In the data below, which lines hold "noun"? Copy every one.

Stored records
+--

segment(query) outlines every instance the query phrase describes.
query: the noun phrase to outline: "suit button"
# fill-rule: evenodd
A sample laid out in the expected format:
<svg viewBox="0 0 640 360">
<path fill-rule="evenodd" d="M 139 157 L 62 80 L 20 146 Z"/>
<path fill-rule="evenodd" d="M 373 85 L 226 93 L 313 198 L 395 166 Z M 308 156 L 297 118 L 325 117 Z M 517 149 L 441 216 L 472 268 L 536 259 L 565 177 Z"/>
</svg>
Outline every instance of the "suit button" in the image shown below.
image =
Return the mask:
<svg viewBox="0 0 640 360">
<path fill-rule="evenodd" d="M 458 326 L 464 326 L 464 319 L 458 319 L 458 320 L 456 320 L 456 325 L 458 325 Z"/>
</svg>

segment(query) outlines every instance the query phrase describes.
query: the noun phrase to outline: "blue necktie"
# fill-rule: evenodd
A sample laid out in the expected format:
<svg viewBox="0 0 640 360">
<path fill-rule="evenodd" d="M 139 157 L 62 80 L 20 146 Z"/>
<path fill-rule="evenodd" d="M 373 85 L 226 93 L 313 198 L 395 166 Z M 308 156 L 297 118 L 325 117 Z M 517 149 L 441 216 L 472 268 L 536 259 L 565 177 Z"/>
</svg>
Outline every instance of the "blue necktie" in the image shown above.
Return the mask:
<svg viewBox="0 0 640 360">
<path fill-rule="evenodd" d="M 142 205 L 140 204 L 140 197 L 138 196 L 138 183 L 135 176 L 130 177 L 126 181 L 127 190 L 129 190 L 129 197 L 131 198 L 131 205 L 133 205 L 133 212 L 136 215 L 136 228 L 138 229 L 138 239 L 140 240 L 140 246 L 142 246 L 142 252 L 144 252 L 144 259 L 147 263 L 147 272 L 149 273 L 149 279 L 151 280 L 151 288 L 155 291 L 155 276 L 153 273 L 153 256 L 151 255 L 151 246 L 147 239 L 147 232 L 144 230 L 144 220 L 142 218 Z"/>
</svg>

+--

:: EXERCISE OUTPUT ::
query: the noun phrase to outline: "suit button"
query: the noun phrase to outline: "blue necktie"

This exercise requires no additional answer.